What the exercise asks.
In the answer, give only the lines from the one containing "Task: locate the gold" to the end of the listing below, each reproduced word for word.

⟨

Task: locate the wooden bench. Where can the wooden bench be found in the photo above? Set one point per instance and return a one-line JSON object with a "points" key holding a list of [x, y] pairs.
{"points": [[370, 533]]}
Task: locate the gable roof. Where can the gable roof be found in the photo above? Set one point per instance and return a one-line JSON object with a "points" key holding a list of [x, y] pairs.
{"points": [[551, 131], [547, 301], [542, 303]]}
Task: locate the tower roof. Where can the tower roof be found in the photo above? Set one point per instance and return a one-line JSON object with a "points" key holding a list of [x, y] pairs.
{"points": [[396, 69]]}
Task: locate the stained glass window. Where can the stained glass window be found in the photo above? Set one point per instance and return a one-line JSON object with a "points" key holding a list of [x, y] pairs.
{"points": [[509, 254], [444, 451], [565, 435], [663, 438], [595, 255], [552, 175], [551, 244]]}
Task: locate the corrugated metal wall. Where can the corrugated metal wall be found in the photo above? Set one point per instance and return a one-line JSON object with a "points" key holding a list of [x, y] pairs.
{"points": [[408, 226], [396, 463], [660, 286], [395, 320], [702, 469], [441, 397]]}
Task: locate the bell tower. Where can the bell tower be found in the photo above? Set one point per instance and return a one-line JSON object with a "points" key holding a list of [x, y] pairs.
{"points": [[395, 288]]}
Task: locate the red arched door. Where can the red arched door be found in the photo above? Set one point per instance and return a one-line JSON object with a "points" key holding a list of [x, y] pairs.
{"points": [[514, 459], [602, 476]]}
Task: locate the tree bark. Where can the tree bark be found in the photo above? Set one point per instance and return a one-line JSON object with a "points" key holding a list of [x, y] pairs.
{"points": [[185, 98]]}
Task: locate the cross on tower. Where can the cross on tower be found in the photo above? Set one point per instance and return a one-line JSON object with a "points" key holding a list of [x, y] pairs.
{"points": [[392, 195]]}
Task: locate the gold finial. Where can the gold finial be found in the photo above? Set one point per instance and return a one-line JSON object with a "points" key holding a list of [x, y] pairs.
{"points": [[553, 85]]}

⟩

Written reply.
Task: locate the gold finial. Where can the gold finial be found in the photo above? Set one point per instance and return a one-line JSON object with a "points" key holding a list of [x, y] pairs.
{"points": [[553, 85]]}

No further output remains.